• **EXCERPTED RECORDS**:
▶

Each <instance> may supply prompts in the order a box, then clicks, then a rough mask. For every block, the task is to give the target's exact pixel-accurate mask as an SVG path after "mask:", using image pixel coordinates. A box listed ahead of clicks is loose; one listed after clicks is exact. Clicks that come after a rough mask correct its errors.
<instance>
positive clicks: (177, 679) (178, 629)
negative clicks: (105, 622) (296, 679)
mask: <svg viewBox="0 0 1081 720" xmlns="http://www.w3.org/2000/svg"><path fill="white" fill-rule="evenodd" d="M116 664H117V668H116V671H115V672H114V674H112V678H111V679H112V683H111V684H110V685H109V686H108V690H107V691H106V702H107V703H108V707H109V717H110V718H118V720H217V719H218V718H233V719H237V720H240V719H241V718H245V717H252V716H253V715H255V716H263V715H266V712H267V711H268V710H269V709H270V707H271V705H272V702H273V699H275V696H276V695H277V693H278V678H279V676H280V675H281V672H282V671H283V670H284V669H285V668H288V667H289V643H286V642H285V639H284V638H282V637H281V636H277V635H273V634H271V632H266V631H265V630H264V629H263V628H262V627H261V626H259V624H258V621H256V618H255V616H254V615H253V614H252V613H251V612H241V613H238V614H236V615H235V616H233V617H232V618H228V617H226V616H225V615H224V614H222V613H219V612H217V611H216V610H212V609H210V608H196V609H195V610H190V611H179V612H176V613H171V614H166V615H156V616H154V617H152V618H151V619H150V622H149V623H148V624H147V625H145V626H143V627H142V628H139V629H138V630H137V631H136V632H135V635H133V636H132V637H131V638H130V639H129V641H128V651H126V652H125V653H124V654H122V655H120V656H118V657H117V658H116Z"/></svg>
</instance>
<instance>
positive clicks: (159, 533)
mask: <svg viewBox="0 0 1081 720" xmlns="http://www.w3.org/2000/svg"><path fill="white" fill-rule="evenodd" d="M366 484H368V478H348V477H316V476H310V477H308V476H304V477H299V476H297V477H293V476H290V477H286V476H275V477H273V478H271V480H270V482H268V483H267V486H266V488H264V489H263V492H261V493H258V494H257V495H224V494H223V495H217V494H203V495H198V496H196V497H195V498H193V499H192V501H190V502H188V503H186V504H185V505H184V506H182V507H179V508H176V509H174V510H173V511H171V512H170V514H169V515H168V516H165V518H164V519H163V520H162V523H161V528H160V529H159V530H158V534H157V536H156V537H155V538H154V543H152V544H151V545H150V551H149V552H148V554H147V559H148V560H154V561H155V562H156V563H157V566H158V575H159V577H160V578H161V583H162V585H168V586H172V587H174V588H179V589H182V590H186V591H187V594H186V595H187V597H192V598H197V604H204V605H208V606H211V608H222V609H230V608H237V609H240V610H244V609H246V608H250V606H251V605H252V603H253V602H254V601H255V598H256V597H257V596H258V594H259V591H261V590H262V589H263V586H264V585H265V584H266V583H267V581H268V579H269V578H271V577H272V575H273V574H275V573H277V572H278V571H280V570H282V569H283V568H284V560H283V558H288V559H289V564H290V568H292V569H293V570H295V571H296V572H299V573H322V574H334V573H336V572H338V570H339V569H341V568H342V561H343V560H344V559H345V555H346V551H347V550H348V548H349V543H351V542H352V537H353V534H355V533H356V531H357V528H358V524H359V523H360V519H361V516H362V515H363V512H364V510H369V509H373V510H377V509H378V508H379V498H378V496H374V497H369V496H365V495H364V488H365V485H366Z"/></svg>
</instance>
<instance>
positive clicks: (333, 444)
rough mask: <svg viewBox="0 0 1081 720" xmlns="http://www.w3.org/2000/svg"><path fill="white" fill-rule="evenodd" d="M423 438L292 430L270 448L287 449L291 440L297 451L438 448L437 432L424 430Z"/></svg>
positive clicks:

◀

• **TASK INSTRUCTIONS**: Copy the records verbatim, starting at their first line and ending with the line that contains "negative clicks: (105, 622) (296, 679)".

• **TASK SOLUTION**:
Each <instance> may supply prompts in the order a box, then clicks, then a rough mask. For every block, the task is to give the target's exact pixel-accurate mask as an SVG path after "mask:", using image pixel coordinates. A box listed ahead of clicks is loose; one listed after clicks is exact. Clicks that come after a rough mask correct its errors.
<instance>
positive clicks: (177, 679) (178, 629)
negative clicks: (105, 622) (296, 679)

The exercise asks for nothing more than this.